▸ **Aim**: Update the stretch from the start of the items through the line containing "POLYGON ((164 85, 166" by replacing "firefighter's head" with "firefighter's helmet" and leaving everything else unchanged. Leave the pictures out of your answer.

▸ **Segmentation labeling items**:
════════════════
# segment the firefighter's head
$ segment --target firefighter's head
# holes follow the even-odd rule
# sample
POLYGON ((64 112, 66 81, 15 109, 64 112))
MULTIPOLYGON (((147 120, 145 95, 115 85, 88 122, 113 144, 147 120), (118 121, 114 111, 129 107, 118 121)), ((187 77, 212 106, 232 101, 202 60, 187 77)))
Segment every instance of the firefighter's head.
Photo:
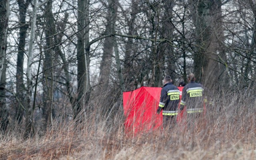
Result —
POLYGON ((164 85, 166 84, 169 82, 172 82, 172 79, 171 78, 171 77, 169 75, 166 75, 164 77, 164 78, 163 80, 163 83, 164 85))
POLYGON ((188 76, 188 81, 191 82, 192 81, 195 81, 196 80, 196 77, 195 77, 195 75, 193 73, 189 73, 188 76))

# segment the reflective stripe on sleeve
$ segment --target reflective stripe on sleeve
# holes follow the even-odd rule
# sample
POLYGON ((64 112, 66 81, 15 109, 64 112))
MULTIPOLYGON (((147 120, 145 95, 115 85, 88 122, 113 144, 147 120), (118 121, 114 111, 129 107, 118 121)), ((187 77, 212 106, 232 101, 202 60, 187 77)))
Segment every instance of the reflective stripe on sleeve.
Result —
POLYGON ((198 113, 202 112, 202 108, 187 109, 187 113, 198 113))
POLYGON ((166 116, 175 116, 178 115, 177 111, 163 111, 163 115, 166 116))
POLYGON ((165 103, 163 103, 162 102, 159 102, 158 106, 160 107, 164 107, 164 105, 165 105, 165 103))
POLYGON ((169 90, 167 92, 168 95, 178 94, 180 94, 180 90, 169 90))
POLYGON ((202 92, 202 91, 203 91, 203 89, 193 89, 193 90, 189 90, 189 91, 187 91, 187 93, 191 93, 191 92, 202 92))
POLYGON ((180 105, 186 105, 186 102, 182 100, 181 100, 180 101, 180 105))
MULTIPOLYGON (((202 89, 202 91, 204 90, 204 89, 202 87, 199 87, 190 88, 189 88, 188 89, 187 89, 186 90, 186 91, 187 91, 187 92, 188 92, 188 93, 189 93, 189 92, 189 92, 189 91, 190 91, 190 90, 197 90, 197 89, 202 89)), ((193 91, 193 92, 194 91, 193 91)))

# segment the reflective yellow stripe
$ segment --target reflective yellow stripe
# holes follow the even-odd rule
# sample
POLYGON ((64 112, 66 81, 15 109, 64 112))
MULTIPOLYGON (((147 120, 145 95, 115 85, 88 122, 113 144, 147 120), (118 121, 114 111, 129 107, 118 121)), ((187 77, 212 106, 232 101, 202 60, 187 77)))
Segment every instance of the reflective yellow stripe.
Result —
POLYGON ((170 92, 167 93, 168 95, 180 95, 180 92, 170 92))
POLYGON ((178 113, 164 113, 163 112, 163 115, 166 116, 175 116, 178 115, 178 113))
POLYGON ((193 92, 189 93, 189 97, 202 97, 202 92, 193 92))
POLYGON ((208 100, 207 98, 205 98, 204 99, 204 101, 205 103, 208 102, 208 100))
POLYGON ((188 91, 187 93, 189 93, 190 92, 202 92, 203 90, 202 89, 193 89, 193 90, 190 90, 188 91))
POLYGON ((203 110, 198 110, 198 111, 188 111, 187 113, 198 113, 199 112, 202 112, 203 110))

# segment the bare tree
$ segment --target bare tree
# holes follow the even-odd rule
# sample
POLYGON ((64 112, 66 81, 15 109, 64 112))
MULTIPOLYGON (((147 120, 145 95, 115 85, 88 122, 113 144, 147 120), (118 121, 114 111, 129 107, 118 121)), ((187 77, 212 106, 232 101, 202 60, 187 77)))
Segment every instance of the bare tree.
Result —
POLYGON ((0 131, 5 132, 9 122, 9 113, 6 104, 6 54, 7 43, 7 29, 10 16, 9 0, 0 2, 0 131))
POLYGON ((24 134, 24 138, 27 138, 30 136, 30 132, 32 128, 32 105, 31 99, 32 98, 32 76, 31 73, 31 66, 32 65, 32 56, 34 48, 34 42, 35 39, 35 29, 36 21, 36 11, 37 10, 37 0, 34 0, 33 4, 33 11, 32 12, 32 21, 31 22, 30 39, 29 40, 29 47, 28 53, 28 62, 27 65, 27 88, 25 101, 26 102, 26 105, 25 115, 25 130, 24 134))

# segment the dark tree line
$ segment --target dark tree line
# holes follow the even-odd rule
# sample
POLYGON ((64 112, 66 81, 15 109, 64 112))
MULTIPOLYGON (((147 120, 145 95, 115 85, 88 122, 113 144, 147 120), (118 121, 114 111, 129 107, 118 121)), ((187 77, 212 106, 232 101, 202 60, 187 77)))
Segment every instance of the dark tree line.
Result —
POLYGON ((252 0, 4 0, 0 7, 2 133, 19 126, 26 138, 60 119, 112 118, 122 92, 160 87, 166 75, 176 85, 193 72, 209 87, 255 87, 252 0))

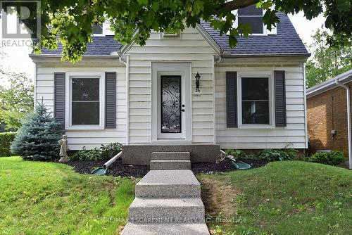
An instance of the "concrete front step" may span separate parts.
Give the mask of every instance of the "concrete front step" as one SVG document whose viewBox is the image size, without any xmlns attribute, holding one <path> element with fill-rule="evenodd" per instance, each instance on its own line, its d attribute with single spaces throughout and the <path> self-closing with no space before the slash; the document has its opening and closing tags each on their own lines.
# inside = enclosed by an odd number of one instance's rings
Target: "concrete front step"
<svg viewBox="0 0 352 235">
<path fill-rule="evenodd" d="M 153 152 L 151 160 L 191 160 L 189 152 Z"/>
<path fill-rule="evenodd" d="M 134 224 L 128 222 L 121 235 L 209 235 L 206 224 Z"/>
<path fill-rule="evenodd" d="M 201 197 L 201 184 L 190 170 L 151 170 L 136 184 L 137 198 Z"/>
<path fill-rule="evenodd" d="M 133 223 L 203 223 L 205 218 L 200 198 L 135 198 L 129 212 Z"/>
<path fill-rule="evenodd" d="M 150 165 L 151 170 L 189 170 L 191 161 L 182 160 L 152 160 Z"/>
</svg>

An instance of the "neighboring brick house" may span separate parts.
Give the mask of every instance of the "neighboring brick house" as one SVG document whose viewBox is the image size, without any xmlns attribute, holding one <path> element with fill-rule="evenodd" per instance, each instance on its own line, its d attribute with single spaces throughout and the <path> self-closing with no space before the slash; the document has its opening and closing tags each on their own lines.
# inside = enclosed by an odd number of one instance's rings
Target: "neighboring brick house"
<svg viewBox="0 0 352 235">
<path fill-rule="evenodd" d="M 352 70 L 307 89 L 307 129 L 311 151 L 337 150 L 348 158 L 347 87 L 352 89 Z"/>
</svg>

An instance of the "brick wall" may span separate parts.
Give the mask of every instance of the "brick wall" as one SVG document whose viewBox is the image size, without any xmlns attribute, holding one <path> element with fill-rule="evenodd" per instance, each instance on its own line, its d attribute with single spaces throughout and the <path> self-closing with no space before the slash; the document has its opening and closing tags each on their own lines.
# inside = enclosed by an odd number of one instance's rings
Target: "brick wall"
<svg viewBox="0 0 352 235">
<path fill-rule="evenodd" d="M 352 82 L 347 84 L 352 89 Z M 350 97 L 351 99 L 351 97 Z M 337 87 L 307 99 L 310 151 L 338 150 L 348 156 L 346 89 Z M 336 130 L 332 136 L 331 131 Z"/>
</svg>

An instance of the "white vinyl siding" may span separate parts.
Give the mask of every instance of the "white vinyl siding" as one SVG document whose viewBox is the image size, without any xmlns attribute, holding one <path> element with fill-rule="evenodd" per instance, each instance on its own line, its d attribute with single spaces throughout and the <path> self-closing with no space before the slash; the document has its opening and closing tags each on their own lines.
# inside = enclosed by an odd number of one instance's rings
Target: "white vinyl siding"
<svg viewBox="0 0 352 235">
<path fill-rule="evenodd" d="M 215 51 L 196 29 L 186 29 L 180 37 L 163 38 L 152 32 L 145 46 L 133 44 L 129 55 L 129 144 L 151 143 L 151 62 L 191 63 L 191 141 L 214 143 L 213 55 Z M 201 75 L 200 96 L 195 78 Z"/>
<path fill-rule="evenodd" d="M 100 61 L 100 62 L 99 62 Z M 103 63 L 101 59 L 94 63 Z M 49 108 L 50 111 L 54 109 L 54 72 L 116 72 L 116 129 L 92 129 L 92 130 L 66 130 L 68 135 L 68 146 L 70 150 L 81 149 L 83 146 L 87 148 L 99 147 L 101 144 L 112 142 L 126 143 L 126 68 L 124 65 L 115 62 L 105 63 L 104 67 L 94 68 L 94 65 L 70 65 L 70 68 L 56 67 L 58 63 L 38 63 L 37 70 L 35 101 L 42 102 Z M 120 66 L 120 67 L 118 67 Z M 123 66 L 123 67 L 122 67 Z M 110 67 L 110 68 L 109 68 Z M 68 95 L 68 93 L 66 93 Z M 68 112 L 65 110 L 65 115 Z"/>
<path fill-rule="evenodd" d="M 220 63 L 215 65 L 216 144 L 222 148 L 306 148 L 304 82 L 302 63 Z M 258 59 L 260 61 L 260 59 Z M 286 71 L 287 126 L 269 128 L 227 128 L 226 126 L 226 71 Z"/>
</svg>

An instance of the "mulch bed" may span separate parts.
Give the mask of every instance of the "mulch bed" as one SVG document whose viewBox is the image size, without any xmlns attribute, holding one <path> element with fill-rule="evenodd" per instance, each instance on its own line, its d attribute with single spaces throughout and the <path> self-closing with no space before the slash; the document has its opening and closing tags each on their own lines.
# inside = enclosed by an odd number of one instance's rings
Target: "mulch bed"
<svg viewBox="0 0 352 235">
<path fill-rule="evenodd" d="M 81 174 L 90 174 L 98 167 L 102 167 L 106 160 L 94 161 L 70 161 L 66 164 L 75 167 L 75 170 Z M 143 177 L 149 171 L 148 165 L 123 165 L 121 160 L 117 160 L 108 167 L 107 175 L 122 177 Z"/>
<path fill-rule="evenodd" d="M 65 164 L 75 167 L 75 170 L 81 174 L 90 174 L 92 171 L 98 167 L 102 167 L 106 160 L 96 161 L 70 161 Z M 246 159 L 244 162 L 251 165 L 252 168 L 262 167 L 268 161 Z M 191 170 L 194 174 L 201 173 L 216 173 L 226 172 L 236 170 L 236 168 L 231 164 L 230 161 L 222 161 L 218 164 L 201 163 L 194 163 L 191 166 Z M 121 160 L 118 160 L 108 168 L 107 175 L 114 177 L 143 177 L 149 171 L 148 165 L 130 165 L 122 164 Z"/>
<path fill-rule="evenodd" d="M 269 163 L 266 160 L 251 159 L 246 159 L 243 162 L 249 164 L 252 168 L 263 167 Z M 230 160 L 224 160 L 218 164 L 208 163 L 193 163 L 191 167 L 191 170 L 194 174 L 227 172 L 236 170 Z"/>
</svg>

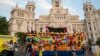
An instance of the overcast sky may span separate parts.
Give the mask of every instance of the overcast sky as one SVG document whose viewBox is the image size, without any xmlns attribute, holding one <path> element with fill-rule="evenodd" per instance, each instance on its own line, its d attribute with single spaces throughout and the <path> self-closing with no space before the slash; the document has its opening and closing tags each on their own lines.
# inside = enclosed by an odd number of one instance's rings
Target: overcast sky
════════════════
▸ **Complete answer**:
# segment the firefighter's helmet
$ segment --target firefighter's helmet
# holes follow the even-odd rule
# sample
POLYGON ((64 112, 66 81, 15 109, 64 112))
MULTIPOLYGON (((147 120, 145 95, 115 85, 88 122, 113 144, 147 120), (118 121, 114 111, 129 107, 118 121)), ((187 77, 212 106, 232 101, 202 60, 187 77)))
Segment every instance of the firefighter's helmet.
Photo:
Result —
POLYGON ((164 85, 166 84, 169 82, 172 82, 172 79, 171 78, 171 77, 169 75, 166 75, 164 77, 164 78, 163 80, 163 83, 164 85))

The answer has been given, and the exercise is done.